Fresh from the theater, the movie was, of course, on our minds. I prefaced my contribution to the group critique with a caveat: "I hate when people look for meaning and symbolism in works of art, especially film. You can just make up some bullshit, and as long as you run with it, carry it through to the paper's conclusion, you can pass. But..." I hesitated before submitting my question. "Do you think there's any significance in her father being a sign painter?" Before others could fully form their own arguments, I involuntarily began forming the answer to my own question, the clues coalescing into a college paper as I arranged the condiments onto my medium grilled hamburger. Fortunately, I suppose, DS saved me by offering up a tidbit Mallick's biographical history, that he was an aspiring academic, a Rhodes Scholar, before he was a filmmaker, in philosophy no less, so my search for significance beyond the screen and the text was most likely not in vain.

So here's my theory: of course it's significant that Holly's father is a sign painter. Whether he leads her on the right path or not, he serves as sole guider for a character who doesn't show any agency of her own until a brief and minute act of independence and self preservation near the end. the signs he paints are never shown to be direct commands, rather they are tableaus or brand names, passive declarations of what is and what should be in your life. Similarly, while he may have had questionable tactics, he sure had a lot of influence on how Holly lived her life, setting up rules and consequences that were outward manifestations of how he believed life should be, always demonstrative and never really explained by a man of few words.
..........
• Aim A: In the film essay, what is the occupation of Holly's father?
• Aim B: Reproduce the film essay word for word, from "So here's my" up to and including "of few words.".
• Aim C: Carry on the film essay about the sign painter's daughter from the point where it stops.

• Information supplied:
..........
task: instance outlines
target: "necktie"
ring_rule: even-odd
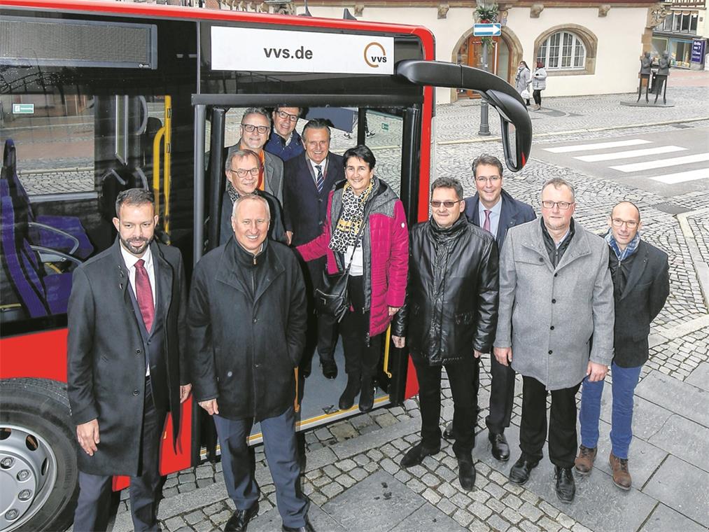
[[[152,303],[152,289],[147,271],[143,265],[145,261],[138,259],[135,262],[135,299],[143,315],[143,323],[148,332],[152,328],[152,321],[155,317],[155,306]]]
[[[316,165],[316,170],[318,170],[318,176],[315,178],[315,186],[318,187],[318,194],[323,192],[323,185],[325,184],[325,177],[323,177],[323,167]]]

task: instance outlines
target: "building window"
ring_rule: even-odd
..........
• Task answer A: He is a sign painter.

• Task answer B:
So here's my theory: of course it's significant that Holly's father is a sign painter. Whether he leads her on the right path or not, he serves as sole guider for a character who doesn't show any agency of her own until a brief and minute act of independence and self preservation near the end. the signs he paints are never shown to be direct commands, rather they are tableaus or brand names, passive declarations of what is and what should be in your life. Similarly, while he may have had questionable tactics, he sure had a lot of influence on how Holly lived her life, setting up rules and consequences that were outward manifestations of how he believed life should be, always demonstrative and never really explained by a man of few words.

• Task answer C:
[Spoiler alert] After Kit kills him, Kit's philosophy takes control over Holly in the place of her father. She comments on his behavior but still fails to act independently from him or even squirm under his guiding hand. But while her father had a demonstrative style of control in the form of figurative signposts (your dog has been shot: wrong way), Kit had a more passive, leash-like hold over her. Her life with Kit surprisingly holds no signs. For somewhat of a road trip movie, there is a noteworthy dearth of signage (not even highway names or exit signs): the only sign I remember seeing is one for Texaco at a gas station after she's already separated from him. For much of the movie they aren't even on roads.

DS made a point of insisting that this is not a film about morality, and I agree. There is a reason Holly's father is not portrayed as saintly or even good. As I said, his methods have something to be desired, but furthermore it's important to note that it's not clear where he was attempting to guide Holly to. My point is more to emphasize the fact that she was being guided at all. I may even go as far as saying there's a bit of a bildungsroman hidden in here, the apex of which is her decision to stop fleeing and submit to being apprehended by the police. It was actually somewhat of a relief for me to see her show some agency for once in the film. It's a small climax, but I think it's there nonetheless.

Part of me very much enjoys watching movies and other media with a critical eye. If you were to ask me, though, it's how it all comes together collaboratively and technically that I find exciting. I would argue that this also extends to the details of how exactly the idea/writing is portrayed onscreen, and so I don't completely ignore the craftsmanship of the writing. But when it comes to all those symbols, imagining someone painstakingly seeding that trail for the viewer to follow, another part of me just doesn't buy it. There are so many other things to worry about than tracing the movements of a red hat throughout a story, right? Luckily for whatever writer or director is out there ahead of me on the trail, though, I find myself seeing the signs, taking the bait again and again, and following them down. When I see Days of Heaven tomorrow as a part of this series, I suppose I'll have to see it with new eyes. I've gushed over the cinematography before, so I guess I'll have my eyes peeled for the next set of symbols Mallick throws my way. I might even write about it here. But I'll have you know, I won't be very happy about it.

2 comments:

  1. 1) Your post title sounds like an episode of Community.
    2) Writers love doing shit like that, especially "serious" writers (as opposed to whoever is writing Transformers 3 for instance).

    Just as you might get excited about painstakingly planning an elaborate tracking shot, I get excited about crafting elaborate narratives that unfold both explicitly and symbolically.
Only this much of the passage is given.